*** RECORDS FOR THIS TASK ***
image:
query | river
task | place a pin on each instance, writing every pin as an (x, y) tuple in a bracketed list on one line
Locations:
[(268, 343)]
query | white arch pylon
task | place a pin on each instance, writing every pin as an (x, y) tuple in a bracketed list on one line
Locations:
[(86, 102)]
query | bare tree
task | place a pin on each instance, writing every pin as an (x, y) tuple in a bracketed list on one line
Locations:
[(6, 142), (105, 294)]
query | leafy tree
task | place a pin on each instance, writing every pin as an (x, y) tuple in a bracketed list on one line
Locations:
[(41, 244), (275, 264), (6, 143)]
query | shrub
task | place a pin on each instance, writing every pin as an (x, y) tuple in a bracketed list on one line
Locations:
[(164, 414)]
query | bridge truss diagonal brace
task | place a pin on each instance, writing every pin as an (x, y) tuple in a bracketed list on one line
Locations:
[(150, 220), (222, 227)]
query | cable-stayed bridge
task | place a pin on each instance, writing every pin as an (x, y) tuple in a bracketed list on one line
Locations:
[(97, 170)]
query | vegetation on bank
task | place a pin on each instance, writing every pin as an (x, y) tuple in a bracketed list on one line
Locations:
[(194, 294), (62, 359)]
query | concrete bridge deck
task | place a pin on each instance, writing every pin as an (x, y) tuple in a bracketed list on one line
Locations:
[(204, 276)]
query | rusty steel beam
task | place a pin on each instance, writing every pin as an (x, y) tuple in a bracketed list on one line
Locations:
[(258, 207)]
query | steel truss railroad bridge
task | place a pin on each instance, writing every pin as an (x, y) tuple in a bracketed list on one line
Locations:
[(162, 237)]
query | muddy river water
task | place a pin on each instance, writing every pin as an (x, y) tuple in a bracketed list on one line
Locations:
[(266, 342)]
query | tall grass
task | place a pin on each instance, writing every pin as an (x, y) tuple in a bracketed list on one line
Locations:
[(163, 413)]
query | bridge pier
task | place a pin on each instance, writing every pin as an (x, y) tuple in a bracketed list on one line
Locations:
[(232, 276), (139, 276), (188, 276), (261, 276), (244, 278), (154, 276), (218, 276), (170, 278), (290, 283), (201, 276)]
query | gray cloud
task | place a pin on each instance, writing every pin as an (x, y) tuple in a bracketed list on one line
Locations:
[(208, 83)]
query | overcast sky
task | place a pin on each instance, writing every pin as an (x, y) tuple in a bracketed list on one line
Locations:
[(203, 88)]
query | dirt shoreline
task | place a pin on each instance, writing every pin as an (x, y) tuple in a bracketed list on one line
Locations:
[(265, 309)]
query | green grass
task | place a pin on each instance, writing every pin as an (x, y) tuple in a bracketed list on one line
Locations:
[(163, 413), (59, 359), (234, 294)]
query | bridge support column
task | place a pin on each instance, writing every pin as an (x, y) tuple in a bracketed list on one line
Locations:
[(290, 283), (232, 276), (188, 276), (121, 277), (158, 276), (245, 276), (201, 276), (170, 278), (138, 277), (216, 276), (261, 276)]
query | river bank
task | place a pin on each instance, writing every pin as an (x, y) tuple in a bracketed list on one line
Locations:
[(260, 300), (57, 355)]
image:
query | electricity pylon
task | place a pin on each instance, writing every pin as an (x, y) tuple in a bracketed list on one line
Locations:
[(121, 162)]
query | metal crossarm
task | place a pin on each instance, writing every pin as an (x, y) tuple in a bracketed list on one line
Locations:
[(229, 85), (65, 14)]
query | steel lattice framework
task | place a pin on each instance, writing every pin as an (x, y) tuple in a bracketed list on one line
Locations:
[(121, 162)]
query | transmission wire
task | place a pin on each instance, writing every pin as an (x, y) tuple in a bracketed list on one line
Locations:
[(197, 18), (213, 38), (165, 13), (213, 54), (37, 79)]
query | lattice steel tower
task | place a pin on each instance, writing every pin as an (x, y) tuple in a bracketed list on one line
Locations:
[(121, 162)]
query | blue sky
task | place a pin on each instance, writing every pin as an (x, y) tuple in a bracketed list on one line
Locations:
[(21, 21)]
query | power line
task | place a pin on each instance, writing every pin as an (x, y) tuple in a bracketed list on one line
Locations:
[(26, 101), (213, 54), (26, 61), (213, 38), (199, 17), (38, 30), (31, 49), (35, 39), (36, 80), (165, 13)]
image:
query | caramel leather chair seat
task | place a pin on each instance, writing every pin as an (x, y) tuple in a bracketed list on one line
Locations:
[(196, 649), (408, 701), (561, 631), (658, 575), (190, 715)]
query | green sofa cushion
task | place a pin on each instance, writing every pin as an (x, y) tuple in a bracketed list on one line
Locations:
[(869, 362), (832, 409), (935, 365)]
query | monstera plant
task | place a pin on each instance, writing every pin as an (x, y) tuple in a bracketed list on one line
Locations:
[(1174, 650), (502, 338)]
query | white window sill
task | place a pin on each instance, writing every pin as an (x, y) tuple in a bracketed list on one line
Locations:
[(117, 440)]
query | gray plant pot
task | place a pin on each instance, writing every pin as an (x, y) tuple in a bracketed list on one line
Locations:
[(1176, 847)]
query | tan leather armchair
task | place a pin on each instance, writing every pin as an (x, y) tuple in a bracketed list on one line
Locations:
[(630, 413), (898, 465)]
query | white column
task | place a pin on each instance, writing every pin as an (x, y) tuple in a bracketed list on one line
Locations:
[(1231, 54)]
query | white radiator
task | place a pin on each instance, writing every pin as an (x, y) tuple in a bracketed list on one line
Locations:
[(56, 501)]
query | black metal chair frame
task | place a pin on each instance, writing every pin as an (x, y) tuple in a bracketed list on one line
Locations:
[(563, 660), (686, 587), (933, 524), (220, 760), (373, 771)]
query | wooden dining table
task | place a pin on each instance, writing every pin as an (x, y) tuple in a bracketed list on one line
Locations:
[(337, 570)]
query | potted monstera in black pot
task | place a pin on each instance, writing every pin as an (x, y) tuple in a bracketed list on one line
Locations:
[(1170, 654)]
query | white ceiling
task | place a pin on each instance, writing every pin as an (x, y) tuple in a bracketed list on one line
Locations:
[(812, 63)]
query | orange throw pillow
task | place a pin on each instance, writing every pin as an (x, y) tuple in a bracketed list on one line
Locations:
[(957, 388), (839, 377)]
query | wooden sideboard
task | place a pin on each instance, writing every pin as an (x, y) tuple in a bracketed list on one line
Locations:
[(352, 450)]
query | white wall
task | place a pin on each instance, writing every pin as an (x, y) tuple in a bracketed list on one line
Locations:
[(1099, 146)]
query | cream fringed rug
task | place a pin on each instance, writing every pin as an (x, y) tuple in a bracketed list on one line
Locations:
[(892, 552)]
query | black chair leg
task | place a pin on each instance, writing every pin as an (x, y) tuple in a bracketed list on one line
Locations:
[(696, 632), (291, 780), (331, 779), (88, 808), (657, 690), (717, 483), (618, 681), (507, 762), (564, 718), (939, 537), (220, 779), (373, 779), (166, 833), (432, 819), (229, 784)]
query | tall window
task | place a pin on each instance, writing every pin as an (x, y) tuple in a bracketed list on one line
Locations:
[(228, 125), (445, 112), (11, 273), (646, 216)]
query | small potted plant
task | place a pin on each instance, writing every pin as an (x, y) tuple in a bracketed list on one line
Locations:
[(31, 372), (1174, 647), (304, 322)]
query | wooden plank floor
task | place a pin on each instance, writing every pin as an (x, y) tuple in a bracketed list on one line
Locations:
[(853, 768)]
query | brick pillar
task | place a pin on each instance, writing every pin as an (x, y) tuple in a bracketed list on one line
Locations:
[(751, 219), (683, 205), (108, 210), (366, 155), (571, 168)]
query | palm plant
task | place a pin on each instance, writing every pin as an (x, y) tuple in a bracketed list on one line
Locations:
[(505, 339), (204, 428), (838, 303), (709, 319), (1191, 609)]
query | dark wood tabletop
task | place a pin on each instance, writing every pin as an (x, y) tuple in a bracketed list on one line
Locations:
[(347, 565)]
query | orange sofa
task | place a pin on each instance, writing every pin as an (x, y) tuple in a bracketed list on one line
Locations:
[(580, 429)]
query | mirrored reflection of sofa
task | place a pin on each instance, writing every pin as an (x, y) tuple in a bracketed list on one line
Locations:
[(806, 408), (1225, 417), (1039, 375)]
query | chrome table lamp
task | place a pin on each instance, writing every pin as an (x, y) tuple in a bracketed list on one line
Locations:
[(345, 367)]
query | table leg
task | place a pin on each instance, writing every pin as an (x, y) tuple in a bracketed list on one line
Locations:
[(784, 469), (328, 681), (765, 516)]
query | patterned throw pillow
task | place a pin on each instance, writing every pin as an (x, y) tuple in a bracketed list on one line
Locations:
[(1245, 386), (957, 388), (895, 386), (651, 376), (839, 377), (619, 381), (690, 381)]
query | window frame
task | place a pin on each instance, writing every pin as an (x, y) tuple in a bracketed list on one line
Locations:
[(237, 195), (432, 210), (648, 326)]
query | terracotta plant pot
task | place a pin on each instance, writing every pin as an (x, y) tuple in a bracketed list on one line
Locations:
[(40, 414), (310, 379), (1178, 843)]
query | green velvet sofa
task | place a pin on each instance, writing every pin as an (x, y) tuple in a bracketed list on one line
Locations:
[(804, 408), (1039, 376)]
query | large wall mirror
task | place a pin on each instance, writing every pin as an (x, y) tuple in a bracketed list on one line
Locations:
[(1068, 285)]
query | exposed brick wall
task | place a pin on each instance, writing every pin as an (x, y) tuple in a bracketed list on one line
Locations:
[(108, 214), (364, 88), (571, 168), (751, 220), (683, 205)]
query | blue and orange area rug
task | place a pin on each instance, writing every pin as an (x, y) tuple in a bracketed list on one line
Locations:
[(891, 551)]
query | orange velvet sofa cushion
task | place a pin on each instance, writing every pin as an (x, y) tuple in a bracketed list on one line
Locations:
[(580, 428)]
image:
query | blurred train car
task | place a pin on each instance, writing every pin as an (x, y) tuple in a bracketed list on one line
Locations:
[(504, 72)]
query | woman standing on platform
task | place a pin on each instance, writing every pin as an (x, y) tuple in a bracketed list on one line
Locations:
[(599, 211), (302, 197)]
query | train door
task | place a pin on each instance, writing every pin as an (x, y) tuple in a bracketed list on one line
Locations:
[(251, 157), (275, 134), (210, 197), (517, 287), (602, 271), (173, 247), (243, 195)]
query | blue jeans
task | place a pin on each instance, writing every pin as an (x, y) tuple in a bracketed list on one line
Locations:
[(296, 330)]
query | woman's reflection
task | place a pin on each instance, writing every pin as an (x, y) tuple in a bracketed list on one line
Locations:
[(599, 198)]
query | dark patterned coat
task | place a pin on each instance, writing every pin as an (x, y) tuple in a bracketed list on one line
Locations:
***
* [WHAT IS ASKED] Rewrite the lines starting at the one that contains "query | muddy river water" and ending with the one that contains "[(266, 342)]". Replace "muddy" with "murky" and leave everything else unchanged.

* [FULL OUTPUT]
query | murky river water
task | place a pin on each instance, writing every pin as an (x, y) tuple in a bracketed list on one line
Locations:
[(266, 342)]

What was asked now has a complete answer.